++++ Page

Statement on "CANCELED” – Tomer Dotan-Dreyfus

The original meaning of the verb "to cancel” is to physically cross something out with a line, to erase it; it refers to written documents, to something that on the one hand no longer exists in the text, yet whose traces remain. The reader still encounters a word, a sentence, a paragraph that has been crossed out. Just imagining which documents in ancient Rome (where the word, as is well known, comes from Latin) had to be altered makes me believe that my instinct would be to look beneath the crossed-out words to see what is written there.

There is a difference between "canceling” carried out by an individual and that carried out by a state. As we move increasingly toward a world that is made more for states than for individuals - one need only observe how the "right to exist” of states is demanded to be recognized while, at the same time, the existence of people is literally erased in order to uphold this demand - we perceive state-produced "cancellation” as more legitimate than that initiated by individuals. The consequences, however, are considerably different: if we return to the historical meaning of the verb, simply to visualize it better, it makes little difference whether I receive a letter from the tax office stating that I owe a certain amount and then cross out that line with a pen. But if a state official removes my name from a certain list - or, God forbid, places it on such a list - that can potentially ruin my life. I do not wish to trivialize «cancellations” carried out by non-state actors, but only to point out that they are of a different nature.

++++++++

## Work instructions
A: What does the statement give as the original meaning of the verb "to cancel"?
B: Please write out the passage of the statement starting with "The original meaning" and going on through "is written there.".

++++ Stored data

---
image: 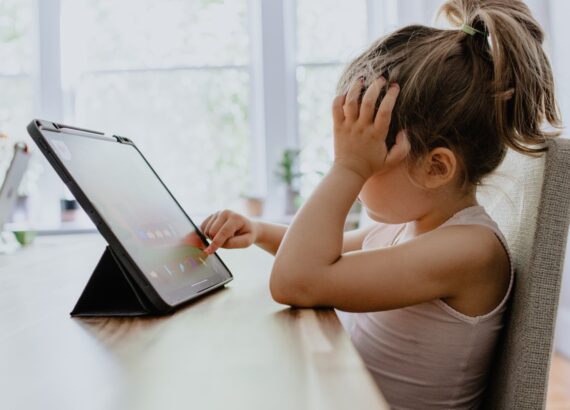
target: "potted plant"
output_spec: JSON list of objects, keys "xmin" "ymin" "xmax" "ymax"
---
[{"xmin": 276, "ymin": 148, "xmax": 303, "ymax": 215}]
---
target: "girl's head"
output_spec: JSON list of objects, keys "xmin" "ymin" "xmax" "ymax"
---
[{"xmin": 338, "ymin": 0, "xmax": 560, "ymax": 224}]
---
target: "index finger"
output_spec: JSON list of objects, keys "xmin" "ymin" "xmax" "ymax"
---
[
  {"xmin": 374, "ymin": 83, "xmax": 400, "ymax": 133},
  {"xmin": 204, "ymin": 221, "xmax": 236, "ymax": 255}
]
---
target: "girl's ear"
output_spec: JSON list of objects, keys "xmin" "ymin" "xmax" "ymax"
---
[{"xmin": 424, "ymin": 147, "xmax": 457, "ymax": 189}]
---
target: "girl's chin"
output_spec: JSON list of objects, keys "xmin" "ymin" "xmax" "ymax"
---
[{"xmin": 365, "ymin": 208, "xmax": 390, "ymax": 223}]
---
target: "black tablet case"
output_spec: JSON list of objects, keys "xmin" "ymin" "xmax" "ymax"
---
[
  {"xmin": 27, "ymin": 120, "xmax": 231, "ymax": 317},
  {"xmin": 71, "ymin": 246, "xmax": 155, "ymax": 317}
]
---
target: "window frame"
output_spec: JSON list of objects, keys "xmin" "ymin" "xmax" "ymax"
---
[{"xmin": 26, "ymin": 0, "xmax": 394, "ymax": 226}]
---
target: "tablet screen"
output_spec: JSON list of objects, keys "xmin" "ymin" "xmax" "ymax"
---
[{"xmin": 43, "ymin": 131, "xmax": 231, "ymax": 305}]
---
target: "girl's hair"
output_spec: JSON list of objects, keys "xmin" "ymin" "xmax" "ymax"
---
[{"xmin": 337, "ymin": 0, "xmax": 561, "ymax": 187}]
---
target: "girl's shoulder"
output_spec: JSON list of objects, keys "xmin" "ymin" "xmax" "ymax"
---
[{"xmin": 362, "ymin": 222, "xmax": 406, "ymax": 250}]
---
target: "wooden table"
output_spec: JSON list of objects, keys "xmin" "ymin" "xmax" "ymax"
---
[{"xmin": 0, "ymin": 234, "xmax": 388, "ymax": 410}]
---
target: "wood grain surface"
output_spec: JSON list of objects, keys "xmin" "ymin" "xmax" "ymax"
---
[{"xmin": 0, "ymin": 234, "xmax": 388, "ymax": 410}]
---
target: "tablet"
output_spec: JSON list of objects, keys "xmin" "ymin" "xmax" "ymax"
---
[{"xmin": 28, "ymin": 120, "xmax": 233, "ymax": 312}]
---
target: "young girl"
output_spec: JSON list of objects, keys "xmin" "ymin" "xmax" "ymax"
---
[{"xmin": 202, "ymin": 0, "xmax": 559, "ymax": 409}]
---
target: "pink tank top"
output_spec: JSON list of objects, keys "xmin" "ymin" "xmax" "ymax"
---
[{"xmin": 337, "ymin": 205, "xmax": 514, "ymax": 410}]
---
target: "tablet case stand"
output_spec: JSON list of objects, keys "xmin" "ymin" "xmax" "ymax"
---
[{"xmin": 71, "ymin": 246, "xmax": 155, "ymax": 317}]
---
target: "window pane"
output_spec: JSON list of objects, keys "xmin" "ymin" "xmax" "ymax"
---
[
  {"xmin": 0, "ymin": 0, "xmax": 35, "ymax": 138},
  {"xmin": 0, "ymin": 0, "xmax": 34, "ymax": 74},
  {"xmin": 0, "ymin": 76, "xmax": 33, "ymax": 139},
  {"xmin": 297, "ymin": 65, "xmax": 343, "ymax": 198},
  {"xmin": 297, "ymin": 0, "xmax": 368, "ymax": 63},
  {"xmin": 72, "ymin": 69, "xmax": 250, "ymax": 215},
  {"xmin": 62, "ymin": 0, "xmax": 249, "ymax": 71}
]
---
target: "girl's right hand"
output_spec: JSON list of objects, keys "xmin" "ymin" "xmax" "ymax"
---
[{"xmin": 200, "ymin": 210, "xmax": 257, "ymax": 255}]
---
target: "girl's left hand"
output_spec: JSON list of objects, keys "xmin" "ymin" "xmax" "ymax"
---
[{"xmin": 332, "ymin": 77, "xmax": 410, "ymax": 180}]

++++++++

## Answers below
A: To physically cross something out with a line, to erase it.

B:
The original meaning of the verb "to cancel” is to physically cross something out with a line, to erase it; it refers to written documents, to something that on the one hand no longer exists in the text, yet whose traces remain. The reader still encounters a word, a sentence, a paragraph that has been crossed out. Just imagining which documents in ancient Rome (where the word, as is well known, comes from Latin) had to be altered makes me believe that my instinct would be to look beneath the crossed-out words to see what is written there.